Julian Schnabel—who got to know Anderson by way of her late husband, musician Lou Reed; they were married from 2008 until his death in 2013—rocketed to fame as a painter in the ’80s, when his big, brash, and expressionistic style ran counter to convention in the New York art world at the time. In recent years, he also established himself as a filmmaker, with features including Basquiat, Before Night Falls, The Diving Bell and the Butterfly (which was nominated for four Academy Awards), and At Eternity’s Gate, the latter starring Willem Dafoe as Vincent van Gogh. Schnabel has a show of paintings, opening March 6 and running through April 18 at Pace Gallery in New York, that features large new works made on materials procured in Mexico.
Both artists joined ARTnews in conversation at Anderson’s home in Greenwich Village.
ARTnews: What is the earliest formative memory you have of an experience with art?
Laurie Anderson: Her name was Mrs. Himmelfarb and she was a painter in our town. She was teaching kids to paint, and I was watching her paint tomatoes. She said, “Kids, you’ve got to make them really big! They’ve got to be like they taste!” She had the most joyful feeling about it. I remember her studio was just an absolute mess. Gertrude Himmelfarb, from Glen Ellyn, Illinois—a painter who did mostly tomatoes.
Julian Schnabel: Why paint anything else?

[Dataset excerpt]
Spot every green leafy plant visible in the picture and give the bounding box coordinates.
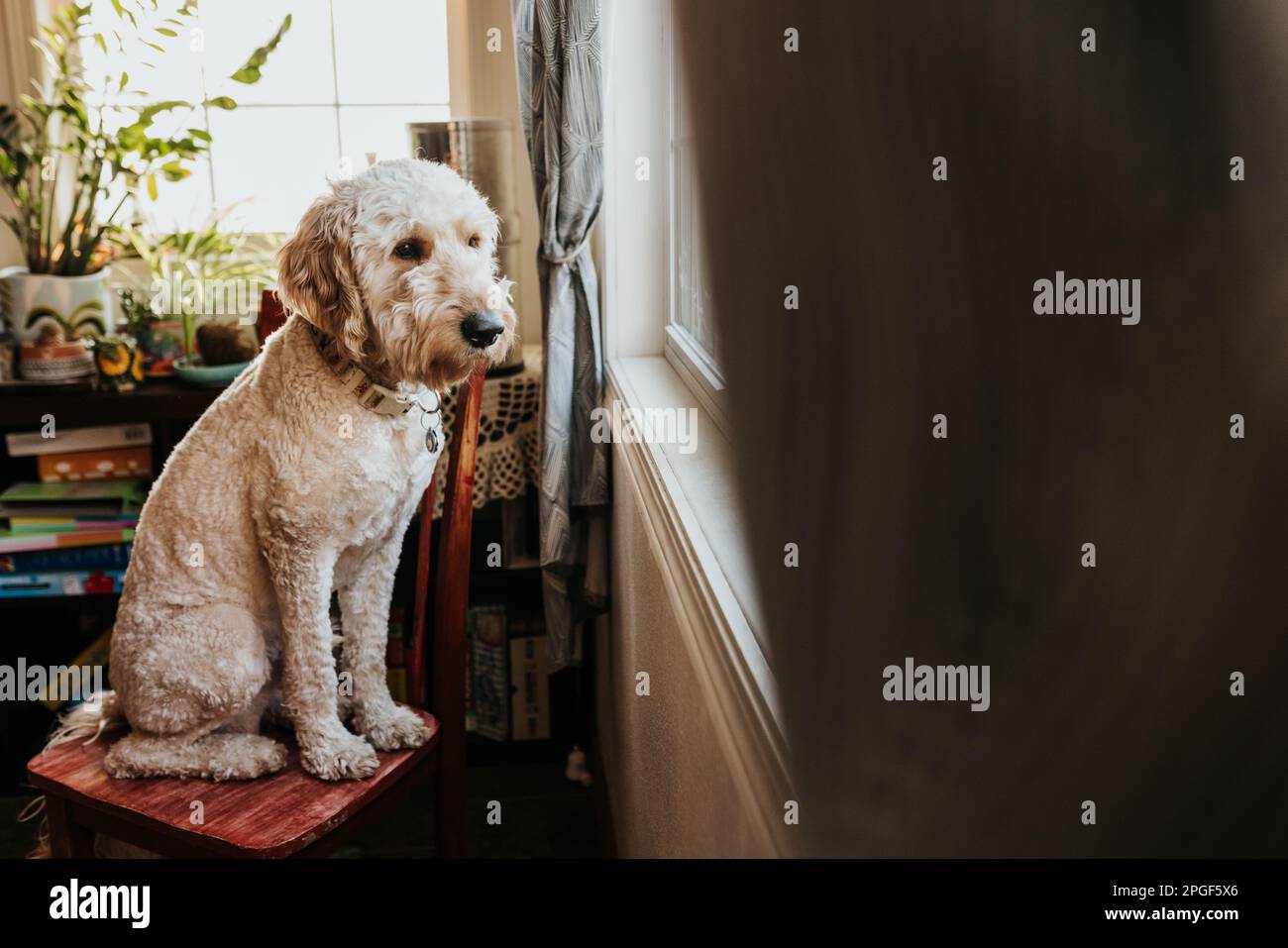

[Task set]
[1] Do these statements agree with the interview text? Answer yes or no for each and quote the deciding words.
(a) Anderson and Lou Reed were married from 2008 until 2013.
(b) Schnabel's show at Pace Gallery runs through April 6.
(c) Mrs. Himmelfarb was a painter who mostly painted landscapes.
[2] Reproduce the interview text word for word, beginning at the words "ARTnews: What is" and stopping after "paint anything else?".

[List of solutions]
[1]
(a) Yes: "they were married from 2008 until his death in 2013"
(b) No: "opening March 6 and running through April 18 at Pace Gallery in New York"
(c) No: "a painter who did mostly tomatoes"

[2]
ARTnews: What is the earliest formative memory you have of an experience with art?
Laurie Anderson: Her name was Mrs. Himmelfarb and she was a painter in our town. She was teaching kids to paint, and I was watching her paint tomatoes. She said, “Kids, you’ve got to make them really big! They’ve got to be like they taste!” She had the most joyful feeling about it. I remember her studio was just an absolute mess. Gertrude Himmelfarb, from Glen Ellyn, Illinois—a painter who did mostly tomatoes.
Julian Schnabel: Why paint anything else?